▶ **Exercise instructions**:
Find every line in the items below that contains the word "body" and copy each of those lines.

▶ **Data in this exercise**:

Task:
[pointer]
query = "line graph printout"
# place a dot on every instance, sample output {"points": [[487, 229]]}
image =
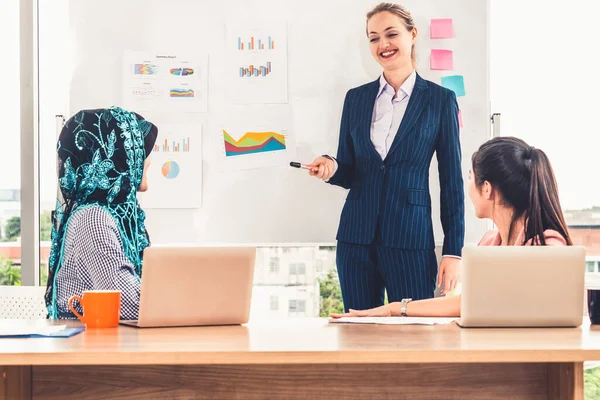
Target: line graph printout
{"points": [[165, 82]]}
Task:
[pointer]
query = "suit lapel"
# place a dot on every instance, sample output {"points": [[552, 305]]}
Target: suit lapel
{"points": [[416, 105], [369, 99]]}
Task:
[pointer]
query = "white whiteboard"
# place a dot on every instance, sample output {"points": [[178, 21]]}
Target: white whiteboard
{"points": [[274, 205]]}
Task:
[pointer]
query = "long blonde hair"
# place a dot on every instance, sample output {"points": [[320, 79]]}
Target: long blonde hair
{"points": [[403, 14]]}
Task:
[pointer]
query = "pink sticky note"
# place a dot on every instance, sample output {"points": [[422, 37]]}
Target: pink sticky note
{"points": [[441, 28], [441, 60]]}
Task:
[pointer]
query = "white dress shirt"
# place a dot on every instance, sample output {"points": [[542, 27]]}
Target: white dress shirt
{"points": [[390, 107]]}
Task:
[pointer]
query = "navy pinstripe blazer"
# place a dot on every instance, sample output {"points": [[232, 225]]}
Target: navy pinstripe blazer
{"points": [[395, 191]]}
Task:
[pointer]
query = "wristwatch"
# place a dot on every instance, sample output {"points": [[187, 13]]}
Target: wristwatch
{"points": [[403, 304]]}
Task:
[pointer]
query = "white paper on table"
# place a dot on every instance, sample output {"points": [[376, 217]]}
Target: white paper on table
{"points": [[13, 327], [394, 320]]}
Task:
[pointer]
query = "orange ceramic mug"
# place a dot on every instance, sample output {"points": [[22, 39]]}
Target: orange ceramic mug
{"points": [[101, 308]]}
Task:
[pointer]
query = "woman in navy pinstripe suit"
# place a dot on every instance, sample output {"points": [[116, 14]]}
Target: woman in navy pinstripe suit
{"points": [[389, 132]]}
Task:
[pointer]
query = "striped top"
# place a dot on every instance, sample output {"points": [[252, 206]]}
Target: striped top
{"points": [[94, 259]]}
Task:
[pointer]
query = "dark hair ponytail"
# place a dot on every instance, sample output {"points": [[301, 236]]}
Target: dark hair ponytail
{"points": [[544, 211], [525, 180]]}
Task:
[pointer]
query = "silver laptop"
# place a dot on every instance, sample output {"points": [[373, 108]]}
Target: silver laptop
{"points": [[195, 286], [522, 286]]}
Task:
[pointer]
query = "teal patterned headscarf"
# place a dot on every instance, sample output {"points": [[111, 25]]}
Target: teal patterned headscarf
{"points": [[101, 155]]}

* * *

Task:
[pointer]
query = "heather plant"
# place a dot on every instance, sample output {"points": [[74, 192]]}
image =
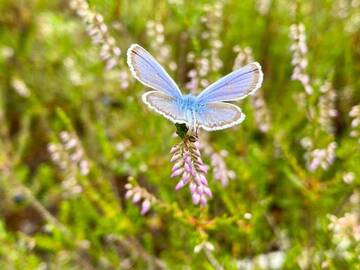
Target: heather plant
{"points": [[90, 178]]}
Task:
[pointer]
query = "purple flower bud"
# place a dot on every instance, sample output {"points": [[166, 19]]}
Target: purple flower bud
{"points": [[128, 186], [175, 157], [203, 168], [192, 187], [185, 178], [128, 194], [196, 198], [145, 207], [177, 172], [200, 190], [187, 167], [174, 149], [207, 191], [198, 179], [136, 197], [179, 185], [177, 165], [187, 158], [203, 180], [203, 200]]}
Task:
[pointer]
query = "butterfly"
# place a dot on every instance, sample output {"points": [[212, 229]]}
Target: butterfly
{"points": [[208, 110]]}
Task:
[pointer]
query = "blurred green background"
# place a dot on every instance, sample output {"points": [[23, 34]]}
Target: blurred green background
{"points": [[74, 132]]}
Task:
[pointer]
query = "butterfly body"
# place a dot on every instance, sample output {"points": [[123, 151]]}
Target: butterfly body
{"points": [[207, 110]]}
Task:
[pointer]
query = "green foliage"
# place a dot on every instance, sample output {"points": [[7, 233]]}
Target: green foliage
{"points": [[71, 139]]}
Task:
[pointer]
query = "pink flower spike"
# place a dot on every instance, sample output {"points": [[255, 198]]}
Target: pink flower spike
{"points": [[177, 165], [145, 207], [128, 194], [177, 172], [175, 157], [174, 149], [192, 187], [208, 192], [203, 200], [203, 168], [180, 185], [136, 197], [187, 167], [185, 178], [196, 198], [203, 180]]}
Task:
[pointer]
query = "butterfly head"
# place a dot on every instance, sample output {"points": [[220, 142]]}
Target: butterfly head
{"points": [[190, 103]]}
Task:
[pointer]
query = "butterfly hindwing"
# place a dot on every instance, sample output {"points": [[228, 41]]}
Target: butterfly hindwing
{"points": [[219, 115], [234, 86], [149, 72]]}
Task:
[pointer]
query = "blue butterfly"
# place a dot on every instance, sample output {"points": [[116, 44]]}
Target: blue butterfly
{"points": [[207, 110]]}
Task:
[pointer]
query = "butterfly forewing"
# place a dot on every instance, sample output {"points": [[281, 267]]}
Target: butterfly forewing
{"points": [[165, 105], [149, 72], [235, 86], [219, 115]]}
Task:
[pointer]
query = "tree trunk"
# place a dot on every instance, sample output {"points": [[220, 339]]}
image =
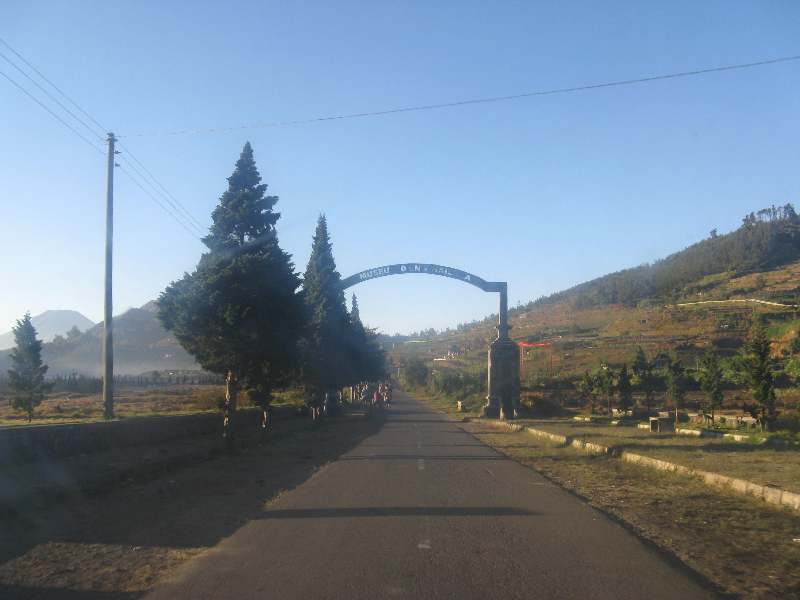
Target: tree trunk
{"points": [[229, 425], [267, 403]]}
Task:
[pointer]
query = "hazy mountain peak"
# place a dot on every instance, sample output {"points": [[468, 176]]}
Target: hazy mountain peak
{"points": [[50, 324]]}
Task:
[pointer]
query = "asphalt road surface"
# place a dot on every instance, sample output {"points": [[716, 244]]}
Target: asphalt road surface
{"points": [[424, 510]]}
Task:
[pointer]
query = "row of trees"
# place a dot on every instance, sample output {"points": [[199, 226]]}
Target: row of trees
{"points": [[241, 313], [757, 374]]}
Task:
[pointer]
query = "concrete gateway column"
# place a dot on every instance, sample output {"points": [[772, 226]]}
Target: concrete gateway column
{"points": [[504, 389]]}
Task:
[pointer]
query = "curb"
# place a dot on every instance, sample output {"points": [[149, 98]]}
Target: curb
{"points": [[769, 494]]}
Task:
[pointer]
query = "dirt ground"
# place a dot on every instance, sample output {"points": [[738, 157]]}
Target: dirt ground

▶ **Exercise solution**:
query = "butterfly body"
Target: butterfly body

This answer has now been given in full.